■ **Texte**:
Les nouveaux ministères

Le 5 mars 1973, l’Assemblée des évêques du Québec tenait une session d’étude sur « Les nouveaux ministères » à la Maison des Ursulines à Loretteville. Nous vous présentons l’allocution d’ouverture prononcée par le Cardinal Maurice Roy, primat de l’Église canadienne, archevêque de Québec et président de l’Assemblée des évêques du Québec.

L’usage veut que le mot d’accueil revienne au président de l’assemblée des évêques de la province de Québec. Je m’en acquitte avec joie. Ceux qui se retrouvent habituellement à nos assemblées savent par expérience ce que nous faisons et comment nous l’accomplissons. Nos hôtes nouveaux de ce jour, qui ont été choisis avec soin, et dont la vie chrétienne honore, j’en suis sûr leurs Églises, ne trouveront, j’en ai la ferme conviction que fraternité, partage et solidarité.


Je ne crois pas me tromper en découvrant déjà dans l’assemblée étendue que nous constituons une vague considérable d’espérance, je dirais même d’enthousiasme. Il y a de la nouveauté dans l’air et des signes de printemps. Cela tient sans doute à l’importance du thème dont nous nous entretiendrons les nouveaux ministères. Des interventions importantes et des partages d’expériences significatives ont été enregistrés à ce sujet au Synode des évêques, l’an dernier. Des Églises de nombreux pays s’y sont intéressées ou engagées. L’Église du Québec peut déjà mettre sur la table une moisson de faits. Et il est hors de doute que tout ce qui va dans le sens d’une Église de participation, d’une Église plus communautaire, d’une Église plus coresponsable, va dans le sens de la nouvelle image de l’Église dont Vatican II avait ébauché le grand dessin. Et sans doute que chez nous aussi nous avons besoin de corriger certains traits de notre image traditionnelle qui, valables en d’autres temps et pour d’autres besoins, révèlent maintenant leurs limites.

Nous souhaitons donc tous que cette session soit un succès. Mais me permettez-vous d’en indiquer quelques conditions ?

L’Église est capable d’enthousiasme, et quel bonheur c’est quand elle en a à revendre ! Il se pourrait qu’en ce moment les nouveaux ministères nous apparaissent comme la nouvelle panacée, la formule universelle de rénovation de l’Église. Nous devrions donc faire un relevé exhaustif des besoins et nous mettre sans tarder à les établir. Mais attention ! Il est arrivé que même après le Concile, on ait cru trouver enfin des formules clés, quitte à s’apercevoir ensuite de leur portée sans doute valable mais aussi relative.

Nous sommes ici pour nous informer mutuellement d’expériences déjà faites de nouveaux ministères ou de réalités semblables; dans un deuxième temps, les évaluer, les interpréter, nous laisser interpeller par elles. Et enfin, penser en termes d’avenir.

■ **Lignes extraites**:
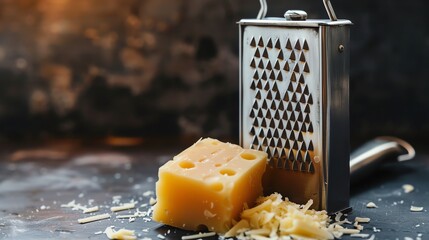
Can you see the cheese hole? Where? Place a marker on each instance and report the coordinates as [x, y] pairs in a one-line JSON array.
[[186, 164], [228, 172], [217, 187], [248, 156]]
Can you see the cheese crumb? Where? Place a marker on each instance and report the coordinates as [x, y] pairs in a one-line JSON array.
[[125, 206], [408, 188], [416, 209], [371, 205], [198, 235], [121, 234], [93, 218]]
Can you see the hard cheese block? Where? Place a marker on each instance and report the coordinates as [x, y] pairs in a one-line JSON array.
[[207, 185]]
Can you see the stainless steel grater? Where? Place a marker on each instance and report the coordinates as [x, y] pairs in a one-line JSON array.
[[294, 104]]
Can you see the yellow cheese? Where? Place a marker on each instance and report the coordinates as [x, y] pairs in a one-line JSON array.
[[207, 186]]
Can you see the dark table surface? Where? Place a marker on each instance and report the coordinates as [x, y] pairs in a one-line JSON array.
[[36, 181]]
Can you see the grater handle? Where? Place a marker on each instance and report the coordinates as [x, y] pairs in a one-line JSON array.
[[327, 3], [366, 158]]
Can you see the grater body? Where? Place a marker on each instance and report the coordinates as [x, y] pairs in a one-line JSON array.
[[294, 106]]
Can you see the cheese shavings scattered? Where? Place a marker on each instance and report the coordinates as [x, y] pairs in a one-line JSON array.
[[91, 209], [93, 218], [416, 209], [408, 188], [276, 218], [123, 207], [198, 235], [122, 234]]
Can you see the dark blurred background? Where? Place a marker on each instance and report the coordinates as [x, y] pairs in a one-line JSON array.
[[169, 68]]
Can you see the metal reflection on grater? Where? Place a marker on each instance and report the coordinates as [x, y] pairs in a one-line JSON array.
[[282, 106]]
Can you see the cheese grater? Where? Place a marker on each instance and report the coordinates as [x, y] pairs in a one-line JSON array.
[[294, 104]]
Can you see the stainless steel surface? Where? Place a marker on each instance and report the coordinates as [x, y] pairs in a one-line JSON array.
[[294, 105], [369, 156], [295, 15]]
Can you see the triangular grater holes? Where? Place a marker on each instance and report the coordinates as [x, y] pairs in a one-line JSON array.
[[252, 131], [297, 45], [252, 113], [279, 76], [252, 85], [288, 45], [276, 134], [310, 99], [263, 123], [303, 128], [264, 105], [277, 97], [277, 115], [292, 116], [280, 125], [267, 86], [281, 106], [265, 53], [301, 79], [269, 67], [270, 43], [306, 92], [269, 95], [307, 118], [288, 126], [300, 137], [292, 136], [255, 122], [272, 75], [286, 97], [253, 63], [302, 57], [277, 65], [260, 113], [305, 45], [310, 168], [256, 75], [277, 44], [286, 67], [310, 146], [292, 56], [253, 42], [268, 115], [302, 99], [307, 108], [300, 118], [258, 95], [273, 106], [257, 53], [296, 68], [261, 42], [293, 77], [261, 64], [306, 68], [269, 135], [310, 128], [298, 89], [272, 124], [296, 126], [293, 99], [255, 105], [295, 146], [280, 55], [264, 76]]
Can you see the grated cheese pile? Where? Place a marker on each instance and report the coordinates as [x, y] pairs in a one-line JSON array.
[[276, 218]]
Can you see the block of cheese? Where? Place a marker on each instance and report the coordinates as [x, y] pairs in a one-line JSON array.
[[207, 185]]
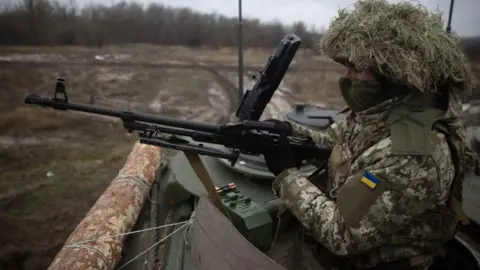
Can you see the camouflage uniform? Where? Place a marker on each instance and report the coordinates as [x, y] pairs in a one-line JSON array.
[[403, 216], [399, 157]]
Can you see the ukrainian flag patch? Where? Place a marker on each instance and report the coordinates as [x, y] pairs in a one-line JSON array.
[[369, 179]]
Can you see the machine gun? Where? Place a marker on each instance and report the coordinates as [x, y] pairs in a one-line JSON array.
[[248, 137]]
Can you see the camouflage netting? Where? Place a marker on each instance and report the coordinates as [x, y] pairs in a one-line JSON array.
[[403, 42]]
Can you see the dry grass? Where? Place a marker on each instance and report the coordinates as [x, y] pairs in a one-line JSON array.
[[84, 154]]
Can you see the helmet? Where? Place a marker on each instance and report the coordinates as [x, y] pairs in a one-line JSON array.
[[403, 43]]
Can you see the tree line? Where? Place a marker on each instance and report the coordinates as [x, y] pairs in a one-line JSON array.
[[48, 22]]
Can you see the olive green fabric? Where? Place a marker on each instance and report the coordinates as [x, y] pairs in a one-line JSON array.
[[411, 130], [403, 42]]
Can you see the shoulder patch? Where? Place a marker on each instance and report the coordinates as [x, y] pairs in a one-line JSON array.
[[369, 180]]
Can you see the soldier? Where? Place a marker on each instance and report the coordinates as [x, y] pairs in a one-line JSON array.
[[399, 157]]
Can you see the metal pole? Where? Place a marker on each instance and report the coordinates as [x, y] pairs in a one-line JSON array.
[[449, 27], [240, 53]]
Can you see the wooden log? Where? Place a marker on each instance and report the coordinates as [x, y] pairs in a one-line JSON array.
[[115, 212]]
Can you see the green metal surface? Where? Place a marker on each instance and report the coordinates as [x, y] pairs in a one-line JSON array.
[[250, 219]]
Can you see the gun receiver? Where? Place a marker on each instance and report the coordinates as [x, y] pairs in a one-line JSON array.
[[248, 137], [254, 101]]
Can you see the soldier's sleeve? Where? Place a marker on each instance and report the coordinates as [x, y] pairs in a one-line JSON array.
[[333, 134], [381, 196]]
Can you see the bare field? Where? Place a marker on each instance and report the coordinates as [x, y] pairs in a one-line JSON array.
[[56, 164]]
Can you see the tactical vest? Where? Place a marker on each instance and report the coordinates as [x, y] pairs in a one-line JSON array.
[[410, 132]]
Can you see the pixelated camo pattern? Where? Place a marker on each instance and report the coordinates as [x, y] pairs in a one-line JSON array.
[[408, 219]]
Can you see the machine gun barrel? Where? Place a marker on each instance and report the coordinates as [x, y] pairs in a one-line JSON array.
[[125, 115], [250, 136]]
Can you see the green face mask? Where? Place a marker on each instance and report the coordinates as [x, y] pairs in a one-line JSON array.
[[359, 94]]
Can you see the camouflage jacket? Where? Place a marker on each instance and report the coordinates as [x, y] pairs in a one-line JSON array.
[[377, 206]]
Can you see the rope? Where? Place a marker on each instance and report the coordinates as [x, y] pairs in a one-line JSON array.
[[155, 244], [74, 245]]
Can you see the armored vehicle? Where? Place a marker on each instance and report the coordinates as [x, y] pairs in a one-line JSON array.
[[212, 242]]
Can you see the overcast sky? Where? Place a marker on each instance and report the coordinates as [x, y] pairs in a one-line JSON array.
[[318, 13]]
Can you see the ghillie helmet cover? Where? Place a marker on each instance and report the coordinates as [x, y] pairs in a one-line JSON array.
[[403, 42]]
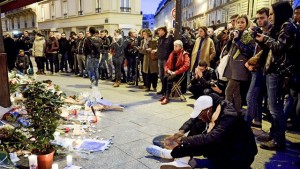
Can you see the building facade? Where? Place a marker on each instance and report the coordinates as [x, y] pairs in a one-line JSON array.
[[79, 15], [163, 16], [197, 13], [149, 21]]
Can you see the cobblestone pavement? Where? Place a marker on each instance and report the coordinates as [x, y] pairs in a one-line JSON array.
[[143, 118]]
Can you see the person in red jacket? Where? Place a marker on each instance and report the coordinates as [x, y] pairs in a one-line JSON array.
[[178, 63]]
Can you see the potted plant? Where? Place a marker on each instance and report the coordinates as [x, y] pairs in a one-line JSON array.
[[43, 111]]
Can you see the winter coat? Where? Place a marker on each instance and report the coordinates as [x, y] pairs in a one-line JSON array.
[[39, 46], [63, 45], [280, 38], [22, 59], [148, 64], [164, 47], [240, 50], [207, 53], [229, 145], [117, 48], [182, 64]]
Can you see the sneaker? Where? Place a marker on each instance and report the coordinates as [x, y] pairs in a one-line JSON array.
[[179, 163], [273, 146]]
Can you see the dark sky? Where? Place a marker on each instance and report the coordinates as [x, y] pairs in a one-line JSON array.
[[149, 6]]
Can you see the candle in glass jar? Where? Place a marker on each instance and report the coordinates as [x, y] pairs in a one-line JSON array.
[[69, 160], [54, 166], [32, 162]]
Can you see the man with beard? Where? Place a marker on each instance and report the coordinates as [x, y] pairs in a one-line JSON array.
[[63, 48]]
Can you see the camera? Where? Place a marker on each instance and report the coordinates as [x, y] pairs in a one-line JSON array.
[[255, 31], [213, 83]]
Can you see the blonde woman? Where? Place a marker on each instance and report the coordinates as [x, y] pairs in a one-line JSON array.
[[150, 66], [240, 48], [204, 49]]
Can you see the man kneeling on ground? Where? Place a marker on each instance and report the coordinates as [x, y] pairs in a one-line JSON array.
[[227, 141], [178, 63]]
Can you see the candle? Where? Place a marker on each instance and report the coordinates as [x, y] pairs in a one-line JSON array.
[[54, 166], [32, 162], [69, 160]]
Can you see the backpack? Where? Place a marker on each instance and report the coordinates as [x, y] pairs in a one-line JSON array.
[[96, 44]]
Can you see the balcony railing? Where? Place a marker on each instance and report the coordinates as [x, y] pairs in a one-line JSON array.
[[125, 9], [98, 10]]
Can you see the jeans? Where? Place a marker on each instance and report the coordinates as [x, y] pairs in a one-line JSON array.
[[161, 69], [81, 63], [53, 60], [233, 94], [92, 68], [168, 83], [118, 61], [63, 58], [274, 89], [255, 97], [131, 68]]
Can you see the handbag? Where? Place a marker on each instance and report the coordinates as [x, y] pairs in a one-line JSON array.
[[222, 65]]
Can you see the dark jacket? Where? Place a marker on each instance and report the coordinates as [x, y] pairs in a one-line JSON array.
[[80, 46], [181, 66], [239, 52], [229, 145], [281, 37], [105, 45], [130, 47], [208, 75], [22, 59], [52, 45], [117, 48], [164, 47], [63, 45]]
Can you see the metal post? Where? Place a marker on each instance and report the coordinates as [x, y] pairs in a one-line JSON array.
[[178, 20], [4, 87]]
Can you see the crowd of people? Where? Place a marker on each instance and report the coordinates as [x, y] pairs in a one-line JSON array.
[[261, 56]]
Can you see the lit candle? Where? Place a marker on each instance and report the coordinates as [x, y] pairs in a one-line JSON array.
[[32, 162], [54, 166], [69, 160]]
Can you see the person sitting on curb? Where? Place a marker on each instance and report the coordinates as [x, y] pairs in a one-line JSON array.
[[178, 63], [227, 141], [201, 83]]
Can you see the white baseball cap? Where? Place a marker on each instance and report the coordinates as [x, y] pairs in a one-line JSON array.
[[202, 103]]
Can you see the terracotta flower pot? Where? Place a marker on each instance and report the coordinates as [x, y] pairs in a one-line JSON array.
[[45, 161]]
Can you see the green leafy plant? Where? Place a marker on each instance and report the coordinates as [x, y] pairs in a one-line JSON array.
[[43, 110]]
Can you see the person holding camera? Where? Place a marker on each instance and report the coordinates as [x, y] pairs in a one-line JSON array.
[[255, 65], [277, 68], [104, 50], [240, 47], [204, 81], [177, 64]]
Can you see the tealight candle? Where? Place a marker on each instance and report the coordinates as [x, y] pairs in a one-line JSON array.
[[69, 160], [32, 162], [54, 166]]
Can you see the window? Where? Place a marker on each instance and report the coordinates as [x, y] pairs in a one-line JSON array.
[[98, 9], [125, 6], [65, 8], [52, 8], [80, 12], [42, 13]]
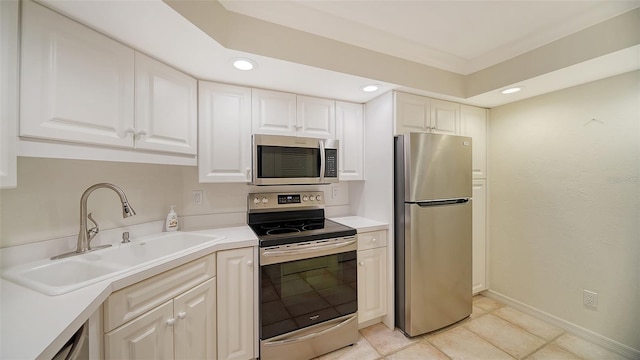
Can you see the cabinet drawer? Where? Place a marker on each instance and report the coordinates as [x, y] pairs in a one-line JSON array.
[[132, 301], [372, 239]]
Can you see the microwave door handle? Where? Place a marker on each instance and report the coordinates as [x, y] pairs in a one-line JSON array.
[[322, 161]]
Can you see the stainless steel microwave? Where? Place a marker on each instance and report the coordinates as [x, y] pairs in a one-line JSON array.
[[290, 160]]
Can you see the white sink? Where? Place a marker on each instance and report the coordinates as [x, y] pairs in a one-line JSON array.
[[55, 277]]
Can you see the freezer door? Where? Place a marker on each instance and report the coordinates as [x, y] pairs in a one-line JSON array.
[[437, 266], [436, 166]]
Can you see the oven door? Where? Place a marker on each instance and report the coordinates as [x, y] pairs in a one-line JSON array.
[[303, 285], [289, 160]]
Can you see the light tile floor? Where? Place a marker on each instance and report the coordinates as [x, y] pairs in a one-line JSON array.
[[493, 331]]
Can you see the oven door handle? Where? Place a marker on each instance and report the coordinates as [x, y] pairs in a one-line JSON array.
[[312, 335], [306, 250]]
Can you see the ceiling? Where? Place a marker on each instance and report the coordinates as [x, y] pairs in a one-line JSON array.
[[459, 50]]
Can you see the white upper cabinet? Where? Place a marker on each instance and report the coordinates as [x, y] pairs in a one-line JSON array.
[[9, 11], [350, 134], [273, 112], [278, 113], [166, 108], [445, 117], [414, 113], [474, 124], [77, 85], [224, 133], [316, 117]]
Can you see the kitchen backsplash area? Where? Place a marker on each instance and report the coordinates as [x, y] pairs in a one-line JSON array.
[[45, 205]]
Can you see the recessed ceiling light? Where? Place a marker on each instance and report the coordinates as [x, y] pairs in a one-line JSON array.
[[370, 88], [244, 64], [512, 90]]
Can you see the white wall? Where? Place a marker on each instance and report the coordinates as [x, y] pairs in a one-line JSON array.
[[46, 203], [565, 204]]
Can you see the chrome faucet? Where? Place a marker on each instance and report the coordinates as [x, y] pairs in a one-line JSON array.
[[86, 235]]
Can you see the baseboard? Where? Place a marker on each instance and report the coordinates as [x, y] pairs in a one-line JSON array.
[[566, 325]]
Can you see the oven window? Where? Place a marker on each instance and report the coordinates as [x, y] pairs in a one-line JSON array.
[[305, 292], [288, 162]]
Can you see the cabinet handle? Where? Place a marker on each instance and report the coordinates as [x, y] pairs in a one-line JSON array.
[[126, 132], [141, 133]]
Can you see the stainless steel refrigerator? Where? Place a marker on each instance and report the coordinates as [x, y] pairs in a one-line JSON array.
[[432, 185]]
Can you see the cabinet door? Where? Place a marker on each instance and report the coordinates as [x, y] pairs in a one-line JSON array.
[[9, 20], [273, 112], [236, 304], [195, 328], [445, 117], [76, 84], [149, 336], [372, 284], [474, 124], [316, 117], [412, 113], [224, 133], [166, 108], [479, 235], [350, 134]]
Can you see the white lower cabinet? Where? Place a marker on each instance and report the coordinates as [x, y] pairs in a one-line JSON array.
[[169, 316], [372, 275], [236, 296]]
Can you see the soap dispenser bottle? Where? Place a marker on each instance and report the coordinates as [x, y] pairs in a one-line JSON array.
[[172, 220]]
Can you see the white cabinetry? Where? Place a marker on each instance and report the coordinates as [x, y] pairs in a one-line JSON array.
[[474, 125], [9, 11], [415, 113], [77, 85], [171, 315], [224, 133], [350, 133], [278, 113], [236, 304], [372, 275], [81, 87], [166, 116]]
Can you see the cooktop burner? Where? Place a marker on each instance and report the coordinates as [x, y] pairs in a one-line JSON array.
[[279, 219]]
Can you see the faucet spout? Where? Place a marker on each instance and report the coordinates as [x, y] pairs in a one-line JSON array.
[[86, 235]]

■ **Consigne**: Rédigez la suite de l'allocution sur les nouveaux ministères, en reprenant après sa dernière phrase.

■ **Réponse**:
Permettez-moi donc d’inaugurer la réflexion commune en en prenant l’initiative. Je ne vous poserai pas de questions, je vous révélerai seulement quelques-unes de celles que je m’adresse à moi-même :

1.    sur l’éventail de sens qui couvre le mot ministère depuis l’acception la plus large jusqu’à l’acception la plus stricte;

2.    sur le don propre que le nouveau ministère peut octroyer au sujet porteur ou à l’Église. Que va-t-il produire ?

3.    sur les critères qui permettront d’en établir l’usage; ainsi, quelle évidence spécifique ou quelle étendue de besoins seront requises ?

4.    sur les formes et modalités de l’institution elle-même : par confirmation, élection, députation, délégation, ou par quel rite ?

5.    sur les rapports à établir entre les nouveaux ministères et le ministère du prêtre, le ministère des diacres, l’apostolat laïc, et les tâches ou ministères des laïcs dans l’ordination chrétienne de la sécularité. Le prêtre se jugera-t-il confiné éventuellement à quelques gestes sacrés pour essentiels qu’ils soient ? Le diacre dira-t-il que les raisons qui ont amené l’Église à l’instituer sont les mêmes qui aujourd’hui conduiraient à trouver de nouveaux ministères ? L’apôtre laïc se sentira-t-il inutile ? Le laïc dans la sécularité estimera-t-il qu’une fois de plus on le laisse à son sort difficile pour se lancer sur des choses plus faciles ?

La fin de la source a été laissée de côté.